━━━━━ BRANO DA LEGGERE

Con queste riflessioni, abbiamo voluto esprimere soltanto il nostro modesto parere: i parroci ne sanno più di noi, e sanno regolarsi tenendo conto di tutte le circostanze.

 

  1. Possono essere battezzati I figli dei comunisti?

Se si tratta di comunisti MATERIALI, non v’è nessuna difficoltà al riguardo.

Se, invece, trattasi di comunisti FORMALI, cioè di comunisti (padre e madre) che son caduti nell’apostasia o nell’ eresia o nello scisma – i loro figli infanti (che non hanno cioè ancora raggiunto l’uso di ragione) lecitamente sono battezzati:

  1. in pericolo di morte, anche contro la volontà dei genitori;
  2. fuori del pericolo di morte- e purché si provveda per l’ avvenire alla loro educazione cattolica – se i genitori o tutori o almeno uno di loro sono consenzienti; ovvero se i genitori, i nonni o i tutori sono morti o smarriti, o se hanno perduto o non possono esercitare il loro diritto (can. 750 e can. 751).

━━━━━━━━━━
━━━━━ RIGHE MOSTRATE

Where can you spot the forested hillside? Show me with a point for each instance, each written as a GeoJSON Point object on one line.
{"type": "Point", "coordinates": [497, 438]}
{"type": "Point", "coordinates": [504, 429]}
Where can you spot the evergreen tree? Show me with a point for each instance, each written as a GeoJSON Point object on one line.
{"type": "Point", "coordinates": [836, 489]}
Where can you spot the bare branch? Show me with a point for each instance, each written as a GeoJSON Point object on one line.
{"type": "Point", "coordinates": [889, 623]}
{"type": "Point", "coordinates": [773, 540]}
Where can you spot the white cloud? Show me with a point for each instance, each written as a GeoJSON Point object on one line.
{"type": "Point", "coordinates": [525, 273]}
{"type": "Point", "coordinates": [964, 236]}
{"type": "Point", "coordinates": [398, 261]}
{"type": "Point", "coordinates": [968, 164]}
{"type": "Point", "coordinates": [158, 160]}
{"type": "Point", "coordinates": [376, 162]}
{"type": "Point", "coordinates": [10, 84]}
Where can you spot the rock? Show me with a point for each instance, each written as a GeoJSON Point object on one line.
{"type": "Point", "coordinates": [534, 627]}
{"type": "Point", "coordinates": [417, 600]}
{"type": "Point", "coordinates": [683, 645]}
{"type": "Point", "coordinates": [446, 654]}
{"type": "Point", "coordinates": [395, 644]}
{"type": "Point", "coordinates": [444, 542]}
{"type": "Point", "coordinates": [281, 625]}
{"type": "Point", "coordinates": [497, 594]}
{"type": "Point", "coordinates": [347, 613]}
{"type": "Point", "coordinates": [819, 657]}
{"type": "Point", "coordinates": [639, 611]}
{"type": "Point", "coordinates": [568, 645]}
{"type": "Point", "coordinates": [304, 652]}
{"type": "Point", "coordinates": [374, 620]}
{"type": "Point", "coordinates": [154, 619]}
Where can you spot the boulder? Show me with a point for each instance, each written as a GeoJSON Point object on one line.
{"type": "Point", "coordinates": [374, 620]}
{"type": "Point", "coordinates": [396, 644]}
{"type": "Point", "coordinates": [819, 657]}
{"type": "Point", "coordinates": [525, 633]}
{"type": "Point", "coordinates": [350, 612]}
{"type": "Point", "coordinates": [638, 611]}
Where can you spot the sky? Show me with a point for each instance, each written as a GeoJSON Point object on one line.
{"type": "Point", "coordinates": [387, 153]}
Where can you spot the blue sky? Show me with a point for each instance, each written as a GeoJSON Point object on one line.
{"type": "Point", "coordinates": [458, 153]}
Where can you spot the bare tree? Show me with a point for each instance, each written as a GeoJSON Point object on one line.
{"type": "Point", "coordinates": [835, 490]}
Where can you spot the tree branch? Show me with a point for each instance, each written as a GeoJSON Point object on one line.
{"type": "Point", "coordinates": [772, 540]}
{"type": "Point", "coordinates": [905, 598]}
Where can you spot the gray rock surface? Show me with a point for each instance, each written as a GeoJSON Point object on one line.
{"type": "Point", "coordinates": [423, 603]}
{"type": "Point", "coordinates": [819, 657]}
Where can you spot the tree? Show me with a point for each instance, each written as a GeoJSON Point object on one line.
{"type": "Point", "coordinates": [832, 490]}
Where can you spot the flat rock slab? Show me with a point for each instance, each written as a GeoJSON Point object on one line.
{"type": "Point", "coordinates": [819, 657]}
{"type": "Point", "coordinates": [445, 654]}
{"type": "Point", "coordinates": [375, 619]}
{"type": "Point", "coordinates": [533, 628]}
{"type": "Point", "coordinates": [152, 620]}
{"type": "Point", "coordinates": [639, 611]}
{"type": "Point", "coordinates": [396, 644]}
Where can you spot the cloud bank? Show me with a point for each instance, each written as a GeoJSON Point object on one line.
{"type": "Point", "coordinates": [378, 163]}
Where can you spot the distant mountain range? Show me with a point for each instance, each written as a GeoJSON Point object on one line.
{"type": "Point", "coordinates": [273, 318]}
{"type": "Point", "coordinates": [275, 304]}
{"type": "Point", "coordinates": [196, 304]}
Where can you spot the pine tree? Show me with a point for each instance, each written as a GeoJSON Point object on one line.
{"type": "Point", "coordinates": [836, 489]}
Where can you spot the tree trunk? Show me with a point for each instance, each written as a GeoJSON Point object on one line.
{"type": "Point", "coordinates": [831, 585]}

━━━━━━━━━━

### COMPITO ASSEGNATO 1
Elenca tutte le condizioni in cui, secondo il brano da leggere, sono caduti i comunisti formali.
### COMPITO ASSEGNATO 2
Stabilisci se ciascuna affermazione concorda con il brano da leggere. Rispondi sì o no e cita le parole del brano che lo decidono.
(a) I figli dei comunisti materiali possono essere battezzati senza difficoltà.
(b) In pericolo di morte, i figli infanti dei comunisti formali possono essere battezzati solo con il consenso dei genitori.
(c) Gli autori dichiarano di saperne più dei parroci.

### RISPOSTA COMPLETA 1
L'apostasia, l'eresia e lo scisma.

### RISPOSTA COMPLETA 2
(a) Sì: "non v’è nessuna difficoltà al riguardo".
(b) No: "anche contro la volontà dei genitori".
(c) No: "i parroci ne sanno più di noi".